» **GOALS**:
- 1) Name the five factions in the Divergent review.
- 2) According to the Divergent review, in which city's ruins is the story set?
- 3) Write the next part of the Divergent review, picking up after its final sentence.

━━━ PASSAGE SHOWN ━━━

Divergent review

Review Sarah Dobbs 21 Mar 2014 - 11:33

Another young adult novel - Divergent - makes its way to cinemas, but do we really need to worry about another bizarre dystopian future?

What were you like when you were 16? Most of us, if we’re honest, were probably pretty horrible as teenagers. We thought we knew better than our parents and teachers, but at the same time, we were terrified we didn’t know anything at all. We thought we were invincible, while being scared of all sorts of unknown things. It’s an awkward in-between kind of age, because you’re not really a child any more, but you’re still a long way off being an adult. So being forced to make a massive decision that will completely define the rest of your life at that age seems pretty mean. But that’s how the dystopian, post-apocalyptic world of Divergent arranges itself, and as a result, it doesn’t make an awful lot of sense.

In the ruins of Chicago, supposedly the only city to survive a terrible war, society has been split into five factions, each of which represents a different attribute and represents a slightly different way of life. There’s Abnegation, the selfless ones; Erudite, the clever ones; Dauntless, the brave ones; Amity, the peaceful ones; and Candour, the honest ones. Soon after they turn 16, all the teens in Chicago have to choose a faction. Well, first they have to undergo a test, which involves being strapped into a device that can read their thoughts and being injected with a drug that makes them hallucinate. Then they’re told which faction they fit into, though they’re still technically free to choose a different one in an elaborate bloodletting ritual held in front of the entire city.

Confused yet? It’s a lot of information to take in, and Divergent hammers it home by explaining everything first through a voiceover and then through a series of boringly repetitive conversations. What it doesn’t explain, though, is why the world is set up like this, and how it could possibly work. Each faction supposedly has a purpose to serve in the world – Amity are farmers, for example, while Dauntless act like a really annoying version of the military – but there seem to be a lot of social functions left undone. Plus, despite the claim that these factions have been set up to keep the peace and prevent any further wars, it’s glaringly obvious that the system doesn’t work, and the factions don’t get on.

I might be over-explaining the movie’s premise here, but Divergent is all explanation and very little story. Our way into the world is Tris Prior (Shailene Woodley), a conflicted teen who isn’t sure where she fits into a world that’s obsessed with conformity. Despite being told to trust the test, her results are inconclusive, leaving her to pick her future for herself – while simultaneously trying to hide the fact that she’s, dun dun dun, Divergent. After picking one, she has to push her mind and body to breaking point to prove herself worthy of a place in the system, only to uncover a massive conspiracy that threatens to rip the factions apart completely. Oh, and there’s a hot-but-mean guy she falls in love with along the way, too.

━━━ RECORD SET ━━━

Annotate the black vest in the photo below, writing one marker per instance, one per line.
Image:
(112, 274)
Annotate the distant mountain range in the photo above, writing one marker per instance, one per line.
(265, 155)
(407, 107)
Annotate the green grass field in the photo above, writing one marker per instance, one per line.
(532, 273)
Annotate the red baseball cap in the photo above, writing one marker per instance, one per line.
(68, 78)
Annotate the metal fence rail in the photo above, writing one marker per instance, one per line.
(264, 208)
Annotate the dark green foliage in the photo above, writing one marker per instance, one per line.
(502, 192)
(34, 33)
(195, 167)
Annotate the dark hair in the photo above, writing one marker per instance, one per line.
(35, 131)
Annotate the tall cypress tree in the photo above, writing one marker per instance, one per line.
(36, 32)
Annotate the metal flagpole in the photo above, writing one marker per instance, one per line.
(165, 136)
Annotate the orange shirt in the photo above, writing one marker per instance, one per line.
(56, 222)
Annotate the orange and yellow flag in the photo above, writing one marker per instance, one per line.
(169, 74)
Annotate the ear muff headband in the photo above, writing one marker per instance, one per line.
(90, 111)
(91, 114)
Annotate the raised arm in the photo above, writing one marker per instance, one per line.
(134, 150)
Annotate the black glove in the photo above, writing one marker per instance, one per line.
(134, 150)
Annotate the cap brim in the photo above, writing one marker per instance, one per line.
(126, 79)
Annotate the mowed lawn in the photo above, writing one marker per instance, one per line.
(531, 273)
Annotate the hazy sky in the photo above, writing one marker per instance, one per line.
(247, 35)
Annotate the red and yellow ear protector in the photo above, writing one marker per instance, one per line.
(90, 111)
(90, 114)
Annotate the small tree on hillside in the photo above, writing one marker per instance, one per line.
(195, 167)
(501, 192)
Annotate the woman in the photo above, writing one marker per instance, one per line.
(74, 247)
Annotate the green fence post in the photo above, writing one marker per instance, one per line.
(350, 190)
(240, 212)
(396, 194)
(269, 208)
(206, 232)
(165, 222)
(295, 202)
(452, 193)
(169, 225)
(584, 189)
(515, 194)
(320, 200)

━━━

» **EXPECTED OUTPUTS**:
- 1) Abnegation, Erudite, Dauntless, Amity, Candour

- 2) Chicago

- 3)
All the young adult beats are present and correct; it’s hard not to notice, specifically, the bits that mirror plot points from The Hunger Games, while the aptitude test could easily be replaced with Harry Potter’s Sorting Hat. Vast chunks of the world building also seem to have been nicked from Aldous Huxley’s Brave New World, although all the sex has been stripped out. But while the references are easy to pick up on, it’s not quite so easy to figure out what Divergent is trying to say about all of this. It’s clear that the way their society is set up isn’t working, but difficult to see why anyone, at any point in time, might have thought it would. The characteristics that supposedly separate people aren’t mutually exclusive, and there’s no reason you’d want them to be – why would you deliberately encourage clever people not to be brave, or brave people not to be kind? The divisions make about as much sense as asking a child who their favourite Power Ranger is, or their favourite member of One Direction, and divvying up the world accordingly.

It’d be one thing if the politics in the movie were making a point about the politics of the world we live in, but while it’s possible to draw a couple of morals from the events of the film, they’re not very coherent. It seems like the idea is that it’s more important to be an individual than part of a tribe, except being Divergent is better than any of the others. Violence is bad, except when it’s cool. Selflessness is good but boring, and cleverness isn’t to be trusted. But jumping off moving trains is the awesomest thing anyone could ever do.

The further into Divergent you get, the more perplexing it is. It doesn’t help that, despite Shailene Woodley’s best efforts, Tris is a complete blank slate. The plot hinges on her getting to know her true self, but she hasn’t got much to work with. It’s hard to identify with her when she’s just an empty space. The other characters don’t fare much better, either; Theo James pulls a series of intense faces as the daftly named love interest Four, but his backstory is so generic it might as well not exist, while Miles Teller is almost completely wasted in the Draco Malfoy role. Even Kate Winslet can’t do much to imbue her character with much in the way of inner life. And without characters to draw you in and bring their bizarre world to life, all you’re left with is an incomprehensibly messy made-up world that’s neither appealing in a cosy Hogwarts-y way nor a believably frightening dystopia a la District 12. It’s all just a bit pointless, really.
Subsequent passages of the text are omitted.